● PROBLEM DESCRIPTION
Are you able to quote each entry exactly as written?

● DATA SHOWN
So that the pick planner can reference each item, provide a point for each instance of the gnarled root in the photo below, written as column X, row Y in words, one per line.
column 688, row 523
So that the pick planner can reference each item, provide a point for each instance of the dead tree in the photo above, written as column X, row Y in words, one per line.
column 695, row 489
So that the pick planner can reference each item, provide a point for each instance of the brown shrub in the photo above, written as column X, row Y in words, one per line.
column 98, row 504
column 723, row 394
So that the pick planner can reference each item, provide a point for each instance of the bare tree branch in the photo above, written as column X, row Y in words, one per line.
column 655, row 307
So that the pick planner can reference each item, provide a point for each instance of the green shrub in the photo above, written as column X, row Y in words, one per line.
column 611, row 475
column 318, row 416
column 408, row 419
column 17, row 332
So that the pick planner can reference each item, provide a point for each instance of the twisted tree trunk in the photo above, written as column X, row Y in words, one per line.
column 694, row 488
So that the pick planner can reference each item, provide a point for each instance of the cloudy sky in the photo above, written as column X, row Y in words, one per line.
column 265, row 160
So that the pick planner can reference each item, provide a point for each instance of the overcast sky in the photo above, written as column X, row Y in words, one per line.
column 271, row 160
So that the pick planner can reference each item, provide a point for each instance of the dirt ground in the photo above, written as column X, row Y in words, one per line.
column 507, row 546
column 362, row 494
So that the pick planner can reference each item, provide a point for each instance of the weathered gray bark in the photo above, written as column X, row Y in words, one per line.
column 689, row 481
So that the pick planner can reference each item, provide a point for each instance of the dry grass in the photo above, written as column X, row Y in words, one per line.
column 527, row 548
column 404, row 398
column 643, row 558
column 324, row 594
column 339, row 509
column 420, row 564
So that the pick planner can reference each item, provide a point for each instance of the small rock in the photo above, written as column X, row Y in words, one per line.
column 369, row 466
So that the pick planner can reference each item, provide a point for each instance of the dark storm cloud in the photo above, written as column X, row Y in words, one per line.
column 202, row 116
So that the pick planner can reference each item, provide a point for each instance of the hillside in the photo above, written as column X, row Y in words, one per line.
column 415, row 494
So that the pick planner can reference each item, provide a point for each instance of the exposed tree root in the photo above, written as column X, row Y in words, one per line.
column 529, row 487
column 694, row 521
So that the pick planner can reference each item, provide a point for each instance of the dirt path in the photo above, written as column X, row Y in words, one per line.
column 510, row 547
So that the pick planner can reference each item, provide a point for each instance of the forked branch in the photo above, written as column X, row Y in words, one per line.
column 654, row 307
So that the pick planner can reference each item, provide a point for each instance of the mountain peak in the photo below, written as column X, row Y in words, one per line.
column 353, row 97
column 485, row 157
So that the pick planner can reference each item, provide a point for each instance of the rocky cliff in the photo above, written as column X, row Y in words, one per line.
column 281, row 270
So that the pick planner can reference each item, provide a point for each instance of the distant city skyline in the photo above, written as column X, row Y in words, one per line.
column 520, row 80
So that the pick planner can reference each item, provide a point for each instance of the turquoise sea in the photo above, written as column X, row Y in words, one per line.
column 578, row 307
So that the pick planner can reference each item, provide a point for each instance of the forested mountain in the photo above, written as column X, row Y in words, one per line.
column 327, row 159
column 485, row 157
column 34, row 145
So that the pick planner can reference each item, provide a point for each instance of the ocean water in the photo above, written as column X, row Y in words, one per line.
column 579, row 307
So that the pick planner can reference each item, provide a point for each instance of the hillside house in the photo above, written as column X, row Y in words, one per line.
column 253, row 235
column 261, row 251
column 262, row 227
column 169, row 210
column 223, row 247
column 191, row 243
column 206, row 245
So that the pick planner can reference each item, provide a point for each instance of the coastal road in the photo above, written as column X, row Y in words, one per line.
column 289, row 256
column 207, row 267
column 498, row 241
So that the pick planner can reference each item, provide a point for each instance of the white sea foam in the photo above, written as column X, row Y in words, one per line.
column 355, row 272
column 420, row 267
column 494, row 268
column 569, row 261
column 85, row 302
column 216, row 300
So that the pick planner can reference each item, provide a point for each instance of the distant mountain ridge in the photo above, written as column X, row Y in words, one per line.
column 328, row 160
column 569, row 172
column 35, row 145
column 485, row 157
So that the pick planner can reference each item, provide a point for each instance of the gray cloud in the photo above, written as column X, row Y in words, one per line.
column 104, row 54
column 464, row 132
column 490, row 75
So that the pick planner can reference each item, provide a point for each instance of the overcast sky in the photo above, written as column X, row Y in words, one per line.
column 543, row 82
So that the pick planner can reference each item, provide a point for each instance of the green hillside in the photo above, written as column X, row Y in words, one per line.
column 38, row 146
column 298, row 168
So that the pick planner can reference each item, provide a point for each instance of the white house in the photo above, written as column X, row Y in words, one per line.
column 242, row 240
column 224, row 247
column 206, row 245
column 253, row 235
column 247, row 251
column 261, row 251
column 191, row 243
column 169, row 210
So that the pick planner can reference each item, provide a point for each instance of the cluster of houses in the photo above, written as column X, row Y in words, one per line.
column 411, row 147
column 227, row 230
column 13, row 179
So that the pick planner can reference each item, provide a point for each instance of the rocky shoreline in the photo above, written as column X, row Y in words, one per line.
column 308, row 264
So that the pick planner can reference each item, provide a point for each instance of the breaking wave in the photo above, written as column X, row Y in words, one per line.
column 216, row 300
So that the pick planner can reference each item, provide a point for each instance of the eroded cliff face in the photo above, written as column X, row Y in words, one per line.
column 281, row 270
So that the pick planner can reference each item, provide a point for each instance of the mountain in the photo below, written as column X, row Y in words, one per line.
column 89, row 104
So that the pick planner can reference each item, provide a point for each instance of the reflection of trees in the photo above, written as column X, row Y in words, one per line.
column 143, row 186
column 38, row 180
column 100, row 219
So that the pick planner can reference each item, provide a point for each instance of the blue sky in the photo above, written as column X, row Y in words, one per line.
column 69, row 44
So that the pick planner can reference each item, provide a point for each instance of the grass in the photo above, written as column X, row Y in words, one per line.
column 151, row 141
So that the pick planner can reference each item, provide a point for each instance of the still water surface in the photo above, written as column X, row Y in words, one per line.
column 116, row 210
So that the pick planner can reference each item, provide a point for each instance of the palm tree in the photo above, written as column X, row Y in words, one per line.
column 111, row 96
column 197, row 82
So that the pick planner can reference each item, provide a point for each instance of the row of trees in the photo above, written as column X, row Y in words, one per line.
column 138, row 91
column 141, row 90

● FINAL RESULT
So that the pick planner can reference each item, provide a point for each instance of the gnarled root in the photo below, written as column X, row Y in words, one per line.
column 688, row 523
So that the pick planner can reference each item, provide a point for each instance of the dead tree in the photo above, written as column X, row Y in words, one per line.
column 695, row 489
So that the pick planner can reference each item, provide a point for each instance of the brown shrub in the photo above, written as column X, row Y in words, one per line.
column 98, row 504
column 723, row 394
So that the pick planner can reference each item, provide a point for each instance of the bare tree branch in the photo above, written as column X, row Y in words, one per line.
column 655, row 307
So that the pick planner can reference each item, provide a point for each instance of the green shrub in the photo above, written as column X, row Y in words, one per line.
column 611, row 475
column 318, row 416
column 408, row 419
column 17, row 332
So that the pick planner can reference each item, provide a point for each instance of the twisted tree trunk in the photo above, written as column X, row Y in words, one per line.
column 694, row 488
So that the pick planner can reference each item, provide a point for each instance of the cloudy sky in the photo above, written as column X, row Y in words, one per line.
column 265, row 160
So that the pick planner can reference each item, provide a point for each instance of the overcast sky in the photo above, written as column X, row Y in words, one per line.
column 271, row 160
So that the pick planner can reference each item, provide a point for each instance of the dirt ground in the photo above, written as column X, row Y in words, one per line.
column 507, row 546
column 362, row 494
So that the pick planner can reference each item, provide a point for each instance of the weathered gray bark in the photo above, written as column X, row Y in words, one per line.
column 689, row 481
So that the pick planner can reference each item, provide a point for each instance of the dry grass in the photo above, written as column X, row Y in words, one per line.
column 527, row 548
column 404, row 398
column 643, row 558
column 324, row 594
column 339, row 509
column 420, row 564
So that the pick planner can reference each item, provide a point for each instance of the small rock in the photo above, written as column X, row Y in words, one per line.
column 369, row 466
So that the pick planner can reference each item, provide a point for each instance of the dark storm cloud in the photo above, written as column X, row Y in words, one per line.
column 202, row 116
So that the pick planner can reference each item, provide a point for each instance of the hillside in the photo above, written as column X, row Y in words, one per line.
column 415, row 494
So that the pick planner can reference each item, provide a point for each instance of the exposed tree root in the photo above, written as column X, row Y in words, one per line.
column 529, row 487
column 694, row 521
So that the pick planner can reference each item, provide a point for each instance of the dirt path in the photo above, written as column X, row Y in words, one per line.
column 510, row 547
So that the pick planner can reference each item, provide a point for each instance of the forked branch in the photo above, written as column X, row Y in words, one per line.
column 654, row 307
So that the pick planner can reference each item, provide a point for each instance of the mountain peak in the photo below, written as column X, row Y in words, one per line.
column 353, row 97
column 485, row 157
So that the pick planner can reference each item, provide a point for each instance of the rocky cliff in the photo above, written as column X, row Y in words, one per line.
column 281, row 270
So that the pick planner can reference each item, provide a point for each instance of the distant city skyline in the photo above, written as column X, row Y in words, one per line.
column 520, row 80
So that the pick planner can reference each item, provide a point for each instance of the turquoise sea in the photo above, written as column X, row Y in words, one per line.
column 578, row 307
So that the pick planner can reference each item, provide a point for each instance of the forested mountain in the photo above, written as column X, row Y in words, one per line.
column 327, row 159
column 485, row 157
column 34, row 145
So that the pick planner can reference each item, provide a point for each instance of the ocean water in the photo above, written as column X, row Y in words, one per line.
column 579, row 307
So that the pick planner can reference each item, provide a point for each instance of the hillside house in the photo above, written as column X, row Y in words, one per line.
column 253, row 235
column 261, row 251
column 262, row 227
column 169, row 210
column 223, row 247
column 191, row 243
column 206, row 245
So that the pick planner can reference each item, provide a point for each instance of the coastal road in the photo above, written as column X, row Y in words, one per line.
column 289, row 256
column 207, row 267
column 498, row 241
So that the pick planner can reference each item, provide a point for each instance of the white sea foam in the photo above, written as column X, row Y in words, one per line.
column 355, row 272
column 420, row 267
column 494, row 268
column 569, row 261
column 85, row 302
column 216, row 300
So that the pick planner can reference each item, provide a point for each instance of the distant mountain ridge in the photo above, written as column X, row Y in words, one per line.
column 328, row 160
column 569, row 172
column 35, row 145
column 485, row 157
So that the pick planner can reference each item, provide a point for each instance of the gray cloud in the photo above, written as column X, row Y in words, one per line.
column 104, row 54
column 464, row 132
column 490, row 75
So that the pick planner can reference each item, provide a point for each instance of the overcast sky in the photo above, written as column X, row Y in words, one per line.
column 543, row 82
So that the pick planner can reference each item, provide a point for each instance of the green hillside in the photo above, written as column X, row Y in words, one per line.
column 38, row 146
column 298, row 168
So that the pick planner can reference each item, provide a point for each instance of the white house in the photo above, written as column X, row Y in words, one per line.
column 242, row 240
column 224, row 247
column 206, row 245
column 253, row 235
column 247, row 251
column 261, row 251
column 191, row 243
column 169, row 210
So that the pick planner can reference each item, provide a point for each instance of the cluster of houses in the photo above, written as column X, row Y in words, one per line.
column 411, row 147
column 227, row 230
column 13, row 179
So that the pick planner can reference each item, provide a point for each instance of the rocky shoreline in the photo above, written as column X, row Y in words, one per line.
column 308, row 264
So that the pick planner can reference each item, provide a point for each instance of the breaking wave in the photo above, written as column X, row Y in words, one per line.
column 216, row 300
So that the pick planner can reference each item, provide a point for each instance of the eroded cliff face in the photo above, written as column X, row Y in words, one per line.
column 281, row 270
So that the pick planner can reference each item, provide a point for each instance of the mountain in the photo below, written as column X, row Y in words, one per line.
column 89, row 104
So that the pick planner can reference each item, provide a point for each instance of the reflection of trees in the photo above, written as column X, row Y in words, one per line.
column 143, row 186
column 38, row 180
column 100, row 219
So that the pick planner can reference each item, provide a point for each instance of the blue sky in the photo above, written as column X, row Y in words, one per line.
column 69, row 44
So that the pick planner can reference each item, provide a point for each instance of the grass in the photo above, written as column X, row Y in words, one per line.
column 151, row 141
So that the pick planner can reference each item, provide a point for each instance of the still water surface in the photo above, written as column X, row Y in words, one per line.
column 116, row 210
So that the pick planner can reference each item, provide a point for each instance of the palm tree in the photo above, written as column X, row Y in words, one per line.
column 111, row 96
column 197, row 82
So that the pick planner can reference each item, provide a point for each instance of the row of trees in the photo above, written as column X, row Y in words, one per line.
column 138, row 91
column 141, row 90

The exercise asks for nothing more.